## PAGE TEXT:
American Gods season 1, episode 6 recap: ‘A Murder of Gods’


American Gods continues its cross-country journey towards who knows what, leaving dead gods in its wake.

As we rapidly approach the conclusion of the first season of American Gods, like our main protagonist Shadow Moon, it appears we are going to be left with more questions than answers. Reading the novel by Neil Gaiman, upon which the show is based, doesn’t seem to give you any answers either. If last week’s episode, which featured Shadow’s meeting with Mr. World (which never occurs in the novel)was not enough, this week’s episode “A Murder of Gods” has just about zero basis in the novel. Anyways, off we go.

Before we pick up where we left off last week, with Wednesday and Shadow fleeing the police station, its south of the border for our weekly installment of “Somewhere in America”. We join a group of Latin immigrants preparing to cross the border into America. There are of course difficulties, but never fear, Hispanic Jesus is here. Jesus rescues an immigrant from drowning before walking on water. Because of course. It’s Jesus and that’s what he does. The Cliff-Notes version of Jesus doesn’t stop there though.

Photo Credit: Starz

After successfully making it across the river, the group is ambushed by heavily armed, god-fearing white folk.The immigrants are fleeing to America for a better life because that’s what they do, and the white people are out to mow them down with automatic weapons because that’s what they do. No matter that there are women and children among the group.

Anyways, Hispanic Jesus attempts to intervene, but is shot through the hands, and then through the heart. Hispanic Jesus being killed by white people who most likely worship a white Jesus was probably meant to be ironic, but it was about as subtle as smashing someone over the head with Czernobog’s hammer.

## INFORMATION GIVEN:

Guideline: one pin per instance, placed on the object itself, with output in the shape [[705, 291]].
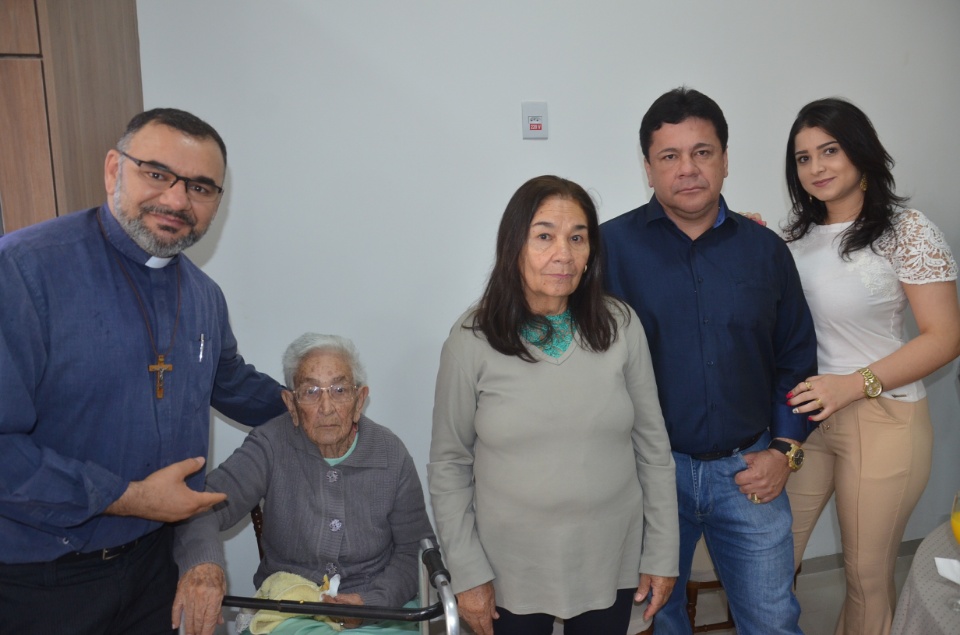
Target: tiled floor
[[820, 594]]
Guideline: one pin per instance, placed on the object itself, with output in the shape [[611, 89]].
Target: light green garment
[[310, 626]]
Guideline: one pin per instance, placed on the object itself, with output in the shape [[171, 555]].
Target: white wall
[[374, 144]]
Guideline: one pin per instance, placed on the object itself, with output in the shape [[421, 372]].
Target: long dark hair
[[503, 310], [857, 137]]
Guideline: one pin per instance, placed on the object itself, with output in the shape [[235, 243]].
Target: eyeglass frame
[[328, 390], [205, 181]]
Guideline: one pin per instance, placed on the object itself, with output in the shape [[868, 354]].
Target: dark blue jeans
[[751, 546], [130, 594]]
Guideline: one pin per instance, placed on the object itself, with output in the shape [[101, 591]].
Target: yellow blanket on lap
[[292, 587]]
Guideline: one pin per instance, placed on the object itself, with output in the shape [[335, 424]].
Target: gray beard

## WRITTEN TASK:
Continue the American Gods episode recap, starting right after its last sentence.

## ANSWER:
Naturally, Hispanic Jesus dies in the exact same pose as he takes on the crucifix, and finally, the whole sequence is over. Perhaps the only worthwhile nugget of wisdom to come out of the scene was that gods can, in fact, be killed. Except, we learn the lesson in a much less ham-fisted sequence later in the episode.

Photo Credit: Starz

Back to our heroes we go, as Wednesday and Shadow are fleeing the police station on foot. Shadow naturally has questions, and Wednesday naturally has no answers. The whole shtick is beginning to wear a bit thin, but damn if Ricky Whittle and Ian McShane don’t give each scene their all.

The duo walks back to the hotel, and after collecting their things hit the road as quickly as possible. Wednesday intentionally distracts Shadow from noticing Laura approaching as they pull out of the parking lot, and then the episode begins to actually show some life. That it comes from an undead wife and a Russian leprechaun just means you’re watching American Gods.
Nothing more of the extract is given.